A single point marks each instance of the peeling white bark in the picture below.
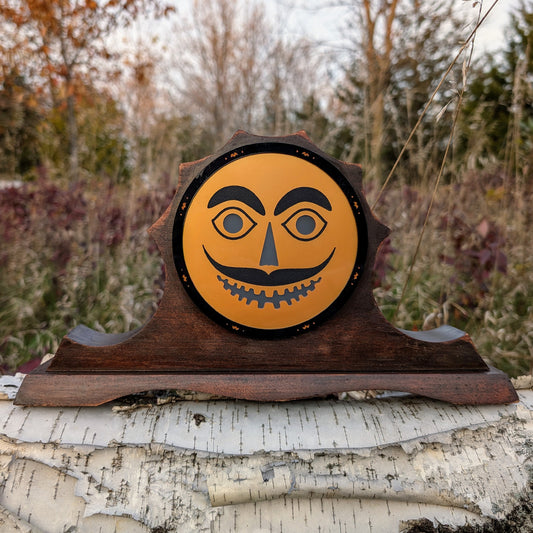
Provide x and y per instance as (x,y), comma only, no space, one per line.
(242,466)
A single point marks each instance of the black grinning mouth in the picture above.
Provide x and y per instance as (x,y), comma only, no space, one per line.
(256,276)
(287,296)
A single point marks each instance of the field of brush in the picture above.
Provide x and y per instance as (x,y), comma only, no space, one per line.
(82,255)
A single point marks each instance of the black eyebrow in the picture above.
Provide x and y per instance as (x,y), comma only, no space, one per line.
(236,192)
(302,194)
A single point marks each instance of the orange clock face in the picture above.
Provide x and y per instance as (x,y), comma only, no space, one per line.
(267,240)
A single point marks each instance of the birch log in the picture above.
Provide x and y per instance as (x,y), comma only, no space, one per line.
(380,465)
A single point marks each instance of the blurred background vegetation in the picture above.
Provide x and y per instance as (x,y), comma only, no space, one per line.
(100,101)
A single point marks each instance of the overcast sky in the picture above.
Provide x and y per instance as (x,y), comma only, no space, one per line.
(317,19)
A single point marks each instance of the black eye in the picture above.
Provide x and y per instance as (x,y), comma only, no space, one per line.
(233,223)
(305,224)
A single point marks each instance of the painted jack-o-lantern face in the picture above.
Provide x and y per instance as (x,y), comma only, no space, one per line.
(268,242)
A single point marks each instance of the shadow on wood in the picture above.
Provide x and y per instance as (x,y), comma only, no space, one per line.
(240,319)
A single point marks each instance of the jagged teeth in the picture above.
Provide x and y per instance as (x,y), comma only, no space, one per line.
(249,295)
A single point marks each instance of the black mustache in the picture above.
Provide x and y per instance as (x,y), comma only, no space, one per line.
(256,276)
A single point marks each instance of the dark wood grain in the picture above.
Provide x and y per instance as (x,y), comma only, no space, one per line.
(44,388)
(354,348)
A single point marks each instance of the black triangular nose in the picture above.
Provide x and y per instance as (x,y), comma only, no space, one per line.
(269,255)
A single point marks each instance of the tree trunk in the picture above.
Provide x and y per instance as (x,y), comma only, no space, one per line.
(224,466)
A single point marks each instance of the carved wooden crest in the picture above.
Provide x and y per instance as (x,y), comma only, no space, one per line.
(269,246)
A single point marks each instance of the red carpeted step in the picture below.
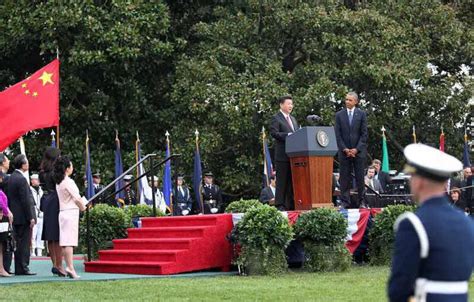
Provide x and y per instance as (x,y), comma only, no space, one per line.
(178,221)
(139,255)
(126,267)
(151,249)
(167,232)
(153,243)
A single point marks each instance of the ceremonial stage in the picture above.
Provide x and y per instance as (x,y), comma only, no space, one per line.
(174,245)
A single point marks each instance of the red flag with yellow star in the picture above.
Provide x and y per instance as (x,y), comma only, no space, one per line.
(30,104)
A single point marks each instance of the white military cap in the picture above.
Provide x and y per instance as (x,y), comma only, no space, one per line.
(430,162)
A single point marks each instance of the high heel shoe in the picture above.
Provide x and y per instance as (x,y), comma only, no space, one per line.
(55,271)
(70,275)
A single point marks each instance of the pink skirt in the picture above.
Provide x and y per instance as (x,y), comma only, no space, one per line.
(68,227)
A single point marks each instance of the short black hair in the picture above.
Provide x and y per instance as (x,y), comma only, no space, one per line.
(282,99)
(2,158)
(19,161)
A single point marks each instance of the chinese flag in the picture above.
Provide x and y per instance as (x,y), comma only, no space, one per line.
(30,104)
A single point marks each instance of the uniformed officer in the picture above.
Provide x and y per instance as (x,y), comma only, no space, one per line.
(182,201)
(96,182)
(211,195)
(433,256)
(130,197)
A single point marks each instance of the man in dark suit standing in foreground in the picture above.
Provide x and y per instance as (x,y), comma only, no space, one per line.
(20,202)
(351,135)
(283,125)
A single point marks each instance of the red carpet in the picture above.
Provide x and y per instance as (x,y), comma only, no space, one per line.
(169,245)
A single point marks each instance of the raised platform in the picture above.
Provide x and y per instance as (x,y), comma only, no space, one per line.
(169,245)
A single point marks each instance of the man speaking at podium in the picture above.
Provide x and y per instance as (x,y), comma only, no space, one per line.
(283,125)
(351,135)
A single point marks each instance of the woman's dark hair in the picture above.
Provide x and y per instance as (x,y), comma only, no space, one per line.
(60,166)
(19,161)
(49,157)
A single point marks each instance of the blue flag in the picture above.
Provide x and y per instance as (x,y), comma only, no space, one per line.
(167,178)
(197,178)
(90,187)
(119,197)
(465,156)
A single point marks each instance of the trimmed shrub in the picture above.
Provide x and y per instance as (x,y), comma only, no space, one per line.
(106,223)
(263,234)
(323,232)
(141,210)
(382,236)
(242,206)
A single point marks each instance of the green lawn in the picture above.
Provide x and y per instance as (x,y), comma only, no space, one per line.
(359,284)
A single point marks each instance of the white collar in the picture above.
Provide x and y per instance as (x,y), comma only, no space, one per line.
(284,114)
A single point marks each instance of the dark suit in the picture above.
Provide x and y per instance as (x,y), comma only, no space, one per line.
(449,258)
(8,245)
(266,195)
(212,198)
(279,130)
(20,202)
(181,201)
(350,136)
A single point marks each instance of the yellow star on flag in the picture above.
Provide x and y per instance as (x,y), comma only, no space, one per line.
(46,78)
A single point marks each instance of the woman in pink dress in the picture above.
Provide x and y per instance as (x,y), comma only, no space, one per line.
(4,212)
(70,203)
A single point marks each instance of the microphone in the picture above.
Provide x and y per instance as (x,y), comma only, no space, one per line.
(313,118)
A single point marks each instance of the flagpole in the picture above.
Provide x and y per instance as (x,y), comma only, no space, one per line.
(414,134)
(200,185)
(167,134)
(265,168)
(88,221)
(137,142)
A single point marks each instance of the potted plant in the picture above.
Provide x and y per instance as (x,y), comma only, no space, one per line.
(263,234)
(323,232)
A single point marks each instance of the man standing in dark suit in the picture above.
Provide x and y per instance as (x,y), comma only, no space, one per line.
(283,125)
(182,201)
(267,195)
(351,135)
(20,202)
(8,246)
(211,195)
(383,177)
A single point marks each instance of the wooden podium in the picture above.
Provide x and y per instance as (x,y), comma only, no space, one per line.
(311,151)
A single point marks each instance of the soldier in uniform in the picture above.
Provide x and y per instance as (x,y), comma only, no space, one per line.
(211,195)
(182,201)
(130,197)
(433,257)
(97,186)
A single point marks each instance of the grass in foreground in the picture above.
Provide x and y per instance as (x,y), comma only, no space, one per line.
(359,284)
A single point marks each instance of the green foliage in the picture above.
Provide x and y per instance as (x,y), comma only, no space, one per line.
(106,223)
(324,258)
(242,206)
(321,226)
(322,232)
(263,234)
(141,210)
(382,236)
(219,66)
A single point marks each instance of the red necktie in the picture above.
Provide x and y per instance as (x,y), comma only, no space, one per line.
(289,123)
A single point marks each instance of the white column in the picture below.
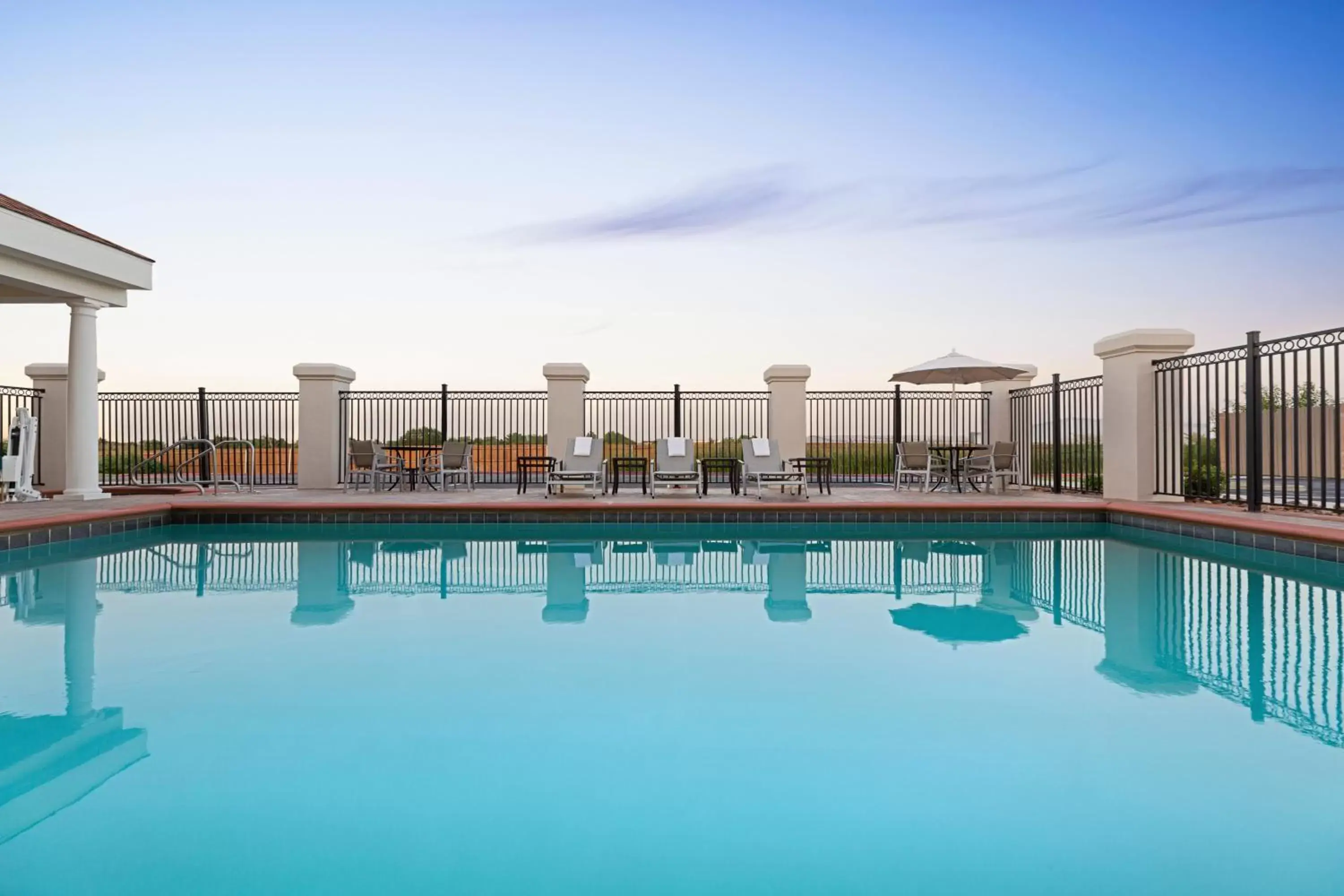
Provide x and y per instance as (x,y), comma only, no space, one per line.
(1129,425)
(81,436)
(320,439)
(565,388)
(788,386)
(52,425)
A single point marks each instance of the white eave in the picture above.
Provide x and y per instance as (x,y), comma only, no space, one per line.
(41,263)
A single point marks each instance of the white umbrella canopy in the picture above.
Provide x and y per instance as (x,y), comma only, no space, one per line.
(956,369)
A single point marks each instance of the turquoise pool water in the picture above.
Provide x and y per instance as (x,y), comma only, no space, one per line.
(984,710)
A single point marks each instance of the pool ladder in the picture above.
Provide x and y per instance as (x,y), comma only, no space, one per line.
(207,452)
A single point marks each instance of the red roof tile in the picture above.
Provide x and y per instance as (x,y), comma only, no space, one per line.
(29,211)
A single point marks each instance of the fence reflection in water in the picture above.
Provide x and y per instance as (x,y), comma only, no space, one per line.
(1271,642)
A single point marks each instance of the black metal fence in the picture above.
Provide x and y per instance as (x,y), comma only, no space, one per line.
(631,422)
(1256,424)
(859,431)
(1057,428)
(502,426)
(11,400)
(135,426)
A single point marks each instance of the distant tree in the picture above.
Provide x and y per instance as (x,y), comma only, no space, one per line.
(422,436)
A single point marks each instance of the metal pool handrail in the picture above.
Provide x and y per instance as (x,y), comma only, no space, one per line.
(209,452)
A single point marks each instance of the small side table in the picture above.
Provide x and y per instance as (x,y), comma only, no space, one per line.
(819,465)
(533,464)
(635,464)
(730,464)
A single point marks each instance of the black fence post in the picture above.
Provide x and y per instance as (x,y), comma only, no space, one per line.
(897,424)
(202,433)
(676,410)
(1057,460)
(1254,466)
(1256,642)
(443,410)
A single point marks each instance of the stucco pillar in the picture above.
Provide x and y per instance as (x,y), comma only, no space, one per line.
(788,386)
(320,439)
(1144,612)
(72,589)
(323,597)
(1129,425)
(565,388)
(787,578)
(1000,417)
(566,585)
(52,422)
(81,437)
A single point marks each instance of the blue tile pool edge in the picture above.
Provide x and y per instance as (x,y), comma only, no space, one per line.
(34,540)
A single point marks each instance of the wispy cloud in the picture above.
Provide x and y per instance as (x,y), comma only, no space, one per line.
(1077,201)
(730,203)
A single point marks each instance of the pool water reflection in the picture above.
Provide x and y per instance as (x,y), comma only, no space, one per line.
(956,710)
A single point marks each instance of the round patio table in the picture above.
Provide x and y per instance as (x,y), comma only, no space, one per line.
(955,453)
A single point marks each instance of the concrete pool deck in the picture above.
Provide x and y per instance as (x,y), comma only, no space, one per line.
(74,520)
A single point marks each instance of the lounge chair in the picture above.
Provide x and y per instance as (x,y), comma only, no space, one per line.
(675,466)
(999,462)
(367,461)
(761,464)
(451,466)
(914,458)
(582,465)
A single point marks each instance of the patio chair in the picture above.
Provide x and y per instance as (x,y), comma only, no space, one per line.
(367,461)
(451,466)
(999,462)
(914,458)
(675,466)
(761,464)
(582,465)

□ □ □ □

## Exercise brief
Reproduce the records above exactly, starting with the line that contains "A single point marks each instance of the black fence" and ending with the last line.

## Reply
A single point marks each instance of the black fence post in the picture above.
Provide x and y per instance as (x,y), comma only, no space, one per line.
(897,424)
(202,433)
(676,410)
(1057,460)
(1254,466)
(1256,642)
(443,410)
A single point marks each instance of the stucco pillar in the picture above.
Provide x and y per instance as (x,y), comma only, no space, one per line.
(788,386)
(320,439)
(1144,612)
(72,589)
(323,597)
(1129,425)
(565,388)
(787,578)
(1000,417)
(566,585)
(52,422)
(81,437)
A single point marks each instance of the blue tile pool edge in the picture above.
Provide x and y per instance as (x,y), comma only, no space, one per line.
(34,540)
A single point marks each instance of the wispy cloud in the picture above.
Provide x and y per instance as (x,y), comma only, no space, one per line.
(1077,201)
(730,203)
A single point marks each instance of the pool water reflection in the picture above.
Provide x and y per instance as (x,y), comma only, no space, one per line.
(956,710)
A single point marks each instance of the round patio table in the picture above.
Provide x and y per instance as (x,y), comma only, no space, one per line.
(955,453)
A single point marks each instance of the concrete pool deck in the picture above.
Provide x and y per instance as (x,y), comma only, no space, one per line.
(74,520)
A single point marks each instance of the lounge chair in the picture above.
Provide x and y per instance as (x,y), comma only, no space, one per line.
(675,466)
(999,462)
(367,461)
(761,464)
(451,466)
(914,458)
(582,465)
A single point marks each instance of the patio chair in the picture above.
Provide x and y per instance as (x,y), comma only, no space, one per line.
(367,461)
(451,466)
(999,462)
(914,458)
(675,466)
(761,464)
(582,465)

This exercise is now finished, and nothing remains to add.